[Document extract start]

USCT recruits were a diverse group with a legion of reasons to become U.S. Army soldiers. For some African American men, soldiering allowed them to simultaneously refute denigrations of their manhood while making public demands for full and equal national citizenship. Other men desired to engage in armed combat to destroy slavery. Some men needed the one-time cash injections that some enlisted men could amass during the enlistment process. Unfortunately, enlistment records rarely reveal what motivated young men, such as the Rothwells—Alfred, Isaac, Jr., and Samuel—and George Potts, all to enlist in the Third USCI in July of 1863. Regardless of their motivations, their actions had the potential to impact the men’s kin as well, for the Rothwells and Potts they were families that now had personal connections to Pennsylvania’s first (of eleven) USCT regiments.

Families, and the larger community, were critical supporters of the war effort, and numerous war propagandists agreed. African American women, more specifically, received frequent public praise from a racially diverse group of northerners for their prominent role in getting able-bodied men to enlist. For instance, Pennsylvanian Congressman William D. Kelley proclaimed that African American mothers, such as Elizabeth Powell and Sarah Potts, and wives, such as Elizabeth Rothwell, were vital to the war effort.[5] The Weekly Anglo-African (published in New York City) printed similar statements in widely circulated newspaper articles.

For Alfred’s young family, however, his enlistment disrupted their already destabilized family economy since he was his family’s only documented full-time wage earner. His July 4, 1863 enlistment immediately ended his civilian wages. He also never received his $100 enlistment bounty due for his service. Additionally, throughout his military career, he received seven dollars monthly due to U.S. War Department policies. At the same time, white soldiers (of the same rank, in the same army, and doing the same work) made thirteen dollars per month. Not only was his life cheapened, but it also directly impacted Alfred’s wife and three young children, who would rely on his soldier’s income to survive. Incorporating the material realities of northern African American families when discussing the consequences of soldiering ultimately provides more depth and better uncovers the complexities of familial life (in and outside of the military).

[Document extract end]

(Brief): From the passage on USCT soldiers and their families, reproduce word for word the portion starting with "USCT recruits were" and going on through "eleven) USCT regiments.". The entries that follow are drawn from a separate source.

[Excerpted records start]

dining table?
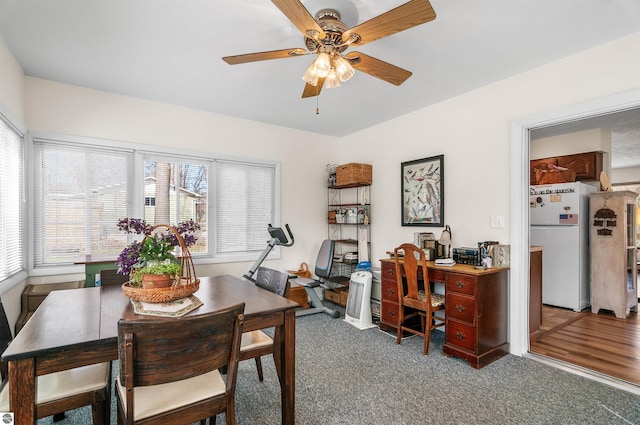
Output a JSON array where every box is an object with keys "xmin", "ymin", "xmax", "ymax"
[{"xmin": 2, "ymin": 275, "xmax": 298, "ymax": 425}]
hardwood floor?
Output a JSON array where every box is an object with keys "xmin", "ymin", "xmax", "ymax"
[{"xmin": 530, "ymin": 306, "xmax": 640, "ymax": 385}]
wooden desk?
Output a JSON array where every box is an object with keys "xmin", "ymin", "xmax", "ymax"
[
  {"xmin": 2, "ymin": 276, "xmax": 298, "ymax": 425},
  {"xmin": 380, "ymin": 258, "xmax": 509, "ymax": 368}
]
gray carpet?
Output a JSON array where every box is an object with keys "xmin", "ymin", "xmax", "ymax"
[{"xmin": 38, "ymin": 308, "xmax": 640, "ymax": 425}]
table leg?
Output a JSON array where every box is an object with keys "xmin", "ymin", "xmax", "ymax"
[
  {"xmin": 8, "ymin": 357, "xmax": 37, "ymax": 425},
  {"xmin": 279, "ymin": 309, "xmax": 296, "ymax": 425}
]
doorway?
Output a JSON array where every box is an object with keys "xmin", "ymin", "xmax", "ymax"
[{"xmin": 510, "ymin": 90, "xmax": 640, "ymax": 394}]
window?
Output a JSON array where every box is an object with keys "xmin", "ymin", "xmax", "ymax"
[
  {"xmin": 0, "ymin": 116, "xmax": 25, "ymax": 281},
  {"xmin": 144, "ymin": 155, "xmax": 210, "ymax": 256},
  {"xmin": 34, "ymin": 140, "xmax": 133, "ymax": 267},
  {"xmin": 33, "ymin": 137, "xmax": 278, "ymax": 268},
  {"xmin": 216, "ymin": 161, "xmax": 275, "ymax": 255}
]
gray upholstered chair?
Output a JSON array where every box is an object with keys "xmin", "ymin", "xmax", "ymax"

[Excerpted records end]

(Solution to this problem):
USCT recruits were a diverse group with a legion of reasons to become U.S. Army soldiers. For some African American men, soldiering allowed them to simultaneously refute denigrations of their manhood while making public demands for full and equal national citizenship. Other men desired to engage in armed combat to destroy slavery. Some men needed the one-time cash injections that some enlisted men could amass during the enlistment process. Unfortunately, enlistment records rarely reveal what motivated young men, such as the Rothwells—Alfred, Isaac, Jr., and Samuel—and George Potts, all to enlist in the Third USCI in July of 1863. Regardless of their motivations, their actions had the potential to impact the men’s kin as well, for the Rothwells and Potts they were families that now had personal connections to Pennsylvania’s first (of eleven) USCT regiments.